Excerpts of annotation records
- - - -

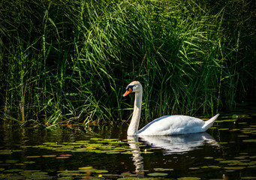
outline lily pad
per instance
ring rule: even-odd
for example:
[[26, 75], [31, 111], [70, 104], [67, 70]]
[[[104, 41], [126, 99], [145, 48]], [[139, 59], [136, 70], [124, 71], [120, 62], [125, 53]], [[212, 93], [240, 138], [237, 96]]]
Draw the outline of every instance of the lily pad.
[[201, 178], [197, 178], [197, 177], [182, 177], [182, 178], [179, 178], [177, 179], [179, 179], [179, 180], [200, 180]]
[[171, 170], [173, 170], [173, 169], [154, 168], [154, 170], [155, 170], [155, 171], [171, 171]]
[[227, 166], [224, 167], [225, 170], [240, 170], [246, 168], [245, 166]]
[[149, 173], [148, 176], [167, 176], [167, 173], [163, 173], [163, 172], [152, 172], [152, 173]]

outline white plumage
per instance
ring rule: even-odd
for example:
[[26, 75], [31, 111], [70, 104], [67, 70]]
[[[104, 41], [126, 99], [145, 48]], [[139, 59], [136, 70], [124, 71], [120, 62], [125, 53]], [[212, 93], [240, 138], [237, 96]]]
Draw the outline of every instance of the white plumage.
[[206, 122], [188, 116], [165, 116], [153, 120], [138, 130], [143, 94], [143, 88], [138, 81], [131, 82], [127, 86], [126, 92], [123, 96], [126, 96], [131, 92], [135, 92], [135, 100], [134, 113], [127, 131], [128, 136], [174, 135], [205, 132], [213, 124], [219, 116], [217, 114]]

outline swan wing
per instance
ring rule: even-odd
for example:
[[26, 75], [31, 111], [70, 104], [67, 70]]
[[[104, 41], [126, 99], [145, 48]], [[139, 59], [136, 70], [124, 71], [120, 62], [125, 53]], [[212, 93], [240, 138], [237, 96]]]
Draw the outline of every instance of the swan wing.
[[203, 132], [205, 122], [188, 116], [165, 116], [147, 124], [139, 135], [173, 135]]

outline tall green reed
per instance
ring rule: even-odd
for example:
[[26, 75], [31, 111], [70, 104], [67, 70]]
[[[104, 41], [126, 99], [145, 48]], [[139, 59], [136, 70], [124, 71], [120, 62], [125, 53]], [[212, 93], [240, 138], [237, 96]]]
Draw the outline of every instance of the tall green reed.
[[122, 94], [135, 80], [146, 120], [232, 108], [254, 78], [253, 44], [243, 41], [252, 35], [242, 26], [253, 14], [239, 3], [248, 13], [203, 1], [4, 1], [3, 122], [127, 118], [132, 100]]

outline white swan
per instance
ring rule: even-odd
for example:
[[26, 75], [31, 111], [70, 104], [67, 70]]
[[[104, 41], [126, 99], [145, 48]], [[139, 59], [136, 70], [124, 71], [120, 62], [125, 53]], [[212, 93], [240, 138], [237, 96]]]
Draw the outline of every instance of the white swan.
[[138, 130], [143, 94], [143, 88], [140, 82], [134, 81], [127, 86], [123, 97], [131, 92], [135, 92], [135, 100], [134, 113], [127, 130], [127, 135], [128, 136], [173, 135], [205, 132], [213, 124], [215, 120], [219, 116], [219, 114], [217, 114], [206, 122], [188, 116], [165, 116], [153, 120]]

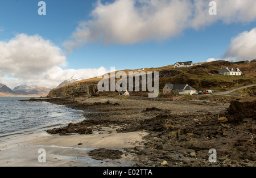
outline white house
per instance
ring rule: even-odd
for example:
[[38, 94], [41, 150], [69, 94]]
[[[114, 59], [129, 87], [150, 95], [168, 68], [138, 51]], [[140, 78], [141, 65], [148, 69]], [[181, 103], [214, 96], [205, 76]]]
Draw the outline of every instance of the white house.
[[174, 68], [179, 68], [179, 67], [189, 67], [193, 66], [193, 62], [192, 61], [187, 61], [187, 62], [177, 62], [174, 65]]
[[241, 75], [243, 73], [238, 68], [229, 69], [229, 67], [226, 67], [226, 69], [220, 70], [218, 74], [224, 75]]
[[193, 95], [193, 94], [196, 93], [196, 90], [189, 86], [187, 86], [184, 91], [187, 92], [188, 95]]
[[163, 88], [164, 95], [177, 95], [180, 94], [180, 92], [192, 95], [196, 92], [196, 90], [187, 84], [174, 84], [171, 83], [167, 83]]
[[121, 91], [119, 93], [119, 95], [130, 96], [130, 93], [128, 91]]

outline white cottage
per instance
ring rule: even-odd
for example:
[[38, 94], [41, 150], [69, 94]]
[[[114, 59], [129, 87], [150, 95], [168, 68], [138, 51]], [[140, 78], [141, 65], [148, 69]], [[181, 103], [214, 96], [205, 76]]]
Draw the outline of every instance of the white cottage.
[[220, 70], [218, 74], [224, 75], [241, 75], [243, 74], [238, 68], [229, 69], [229, 67], [226, 67], [226, 69], [221, 69]]
[[180, 67], [189, 67], [193, 66], [192, 61], [187, 62], [177, 62], [174, 65], [174, 68], [180, 68]]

- - - -

Written exercise
Render the lines as a numbered list, skipping blank lines, starting with the line containing "outline swan wing" and continuing through the line containing "116], [153, 120]]".

Reply
1. outline swan wing
2. per instance
3. ring rule: even-odd
4. for example:
5. [[26, 75], [31, 111], [70, 104], [67, 70]]
6. [[[104, 41], [126, 99], [145, 48]], [[139, 59], [136, 70], [124, 71], [120, 62], [125, 53]], [[212, 93], [240, 138], [237, 96]]]
7. Draw the outline of every instance of the swan wing.
8. [[203, 132], [205, 122], [188, 116], [165, 116], [147, 124], [139, 135], [173, 135]]
9. outline tall green reed
10. per instance
11. ring rule: even-odd
12. for example:
13. [[26, 75], [31, 111], [70, 104], [67, 70]]
14. [[[104, 41], [126, 99], [145, 48]], [[139, 59], [136, 70], [124, 71], [120, 62], [125, 53]], [[212, 93], [240, 138], [237, 96]]]
15. Draw the outline of every instance of the tall green reed.
16. [[122, 94], [135, 80], [146, 120], [232, 108], [254, 78], [253, 44], [243, 41], [252, 35], [242, 26], [253, 14], [239, 3], [248, 13], [203, 1], [4, 1], [3, 122], [127, 118], [132, 100]]
17. outline white swan
18. per instance
19. ring rule: even-odd
20. for example:
21. [[26, 75], [31, 111], [70, 104], [67, 70]]
22. [[[104, 41], [126, 99], [145, 48]], [[139, 59], [136, 70], [124, 71], [120, 62], [125, 53]], [[212, 93], [240, 138], [237, 96]]]
23. Draw the outline of every instance of the white swan.
24. [[138, 130], [143, 94], [143, 88], [140, 82], [134, 81], [127, 86], [123, 97], [131, 92], [135, 92], [135, 100], [134, 113], [127, 130], [127, 135], [128, 136], [173, 135], [205, 132], [213, 124], [215, 120], [219, 116], [219, 114], [217, 114], [206, 122], [188, 116], [165, 116], [153, 120]]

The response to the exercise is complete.